# Document text:
Correct use of Auto group and Auto Classify...

eben · August 6, 2012, 8:23am

I find myself avoiding these as DT gets it wrong more often than not. Is this due to my documents not being classified correctly already?

I’m about to go paperless and I’m tempted to create a whole new database for all my scanned documents. This leads me to believe that I might be able to scan the whole lot and let auto group do the heavy lifting. Can anybody comment on success in this area?

edgley · August 6, 2012, 11:53pm

Am about to do the same, so no tips, but we can share the pain together

eben · August 7, 2012, 12:12am

I should get my Scanner in the next couple of days. I’ll try to post everything I’m doing so it might help and others might have some bright ideas. I’m trying to automate as much as I possibly can. I’ll be writing AppleScripts, shell scripts and what ever other utilities I’d need to make this as hands off as possible.

I’ll also be automating backups to Amazon S3 so it might get interesting.

# Exercise tasks:
A. In the forum thread on Auto Group and Auto Classify, to what service does eben intend to automate backups?
B. Continue the forum thread on Auto Group and Auto Classify from the end of its last post.
The material placed after the forum thread is not needed.

# Recorded data:
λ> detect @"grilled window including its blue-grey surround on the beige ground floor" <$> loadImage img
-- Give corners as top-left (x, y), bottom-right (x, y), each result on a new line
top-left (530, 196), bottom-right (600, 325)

# Answers given:
A. Amazon S3.

B.
I’m determined to get the software to do as much for me as it possibly can. I’d love to have it down to just feeding the scanner and pushing it’s scan button with everything happening by magic™. I think I should be able to automate file naming and classifying of repetitive documents leaving only exceptions to be dealt with.

edgley · August 7, 2012, 1:50am

Good luck, I don’t have enough to worry about automating it.

I do consider this magic though:
amazon.co.uk/Vupoint-Magic-W … 94&sr=8-14

So many more things can now be captured

eben · August 7, 2012, 10:25am

iPhone cameras are pretty good, you’d be surprised what you can capture with it. We “scan” white boards all the time with phone cameras. I sometimes wonder why we still have printing white boards in this day and age (I guess it’s the older generation still hanging on to it).

Also I’ve got a tendency to hoard. Devonthink has been both a blessing and a curse. I am how ever working on a solution to review everything periodically to purge stale information.

pvonk · August 8, 2012, 1:44am

I have one of these, it’s the most frustrating device I ever bought. I can never get a good straight scan, nor can others in my office. Scanned text is all wavy. Blew $100 on that purchase. I’m actually thinking of just throwing it away.

But using a scan app on my iPhone (takes pictures in a special way), I get pretty good scans.

eben · August 8, 2012, 10:20pm

So I got my new toy, the ScanSnap s1500M, and it’s as awesome as what people said it would be, 5 year old technology to boot.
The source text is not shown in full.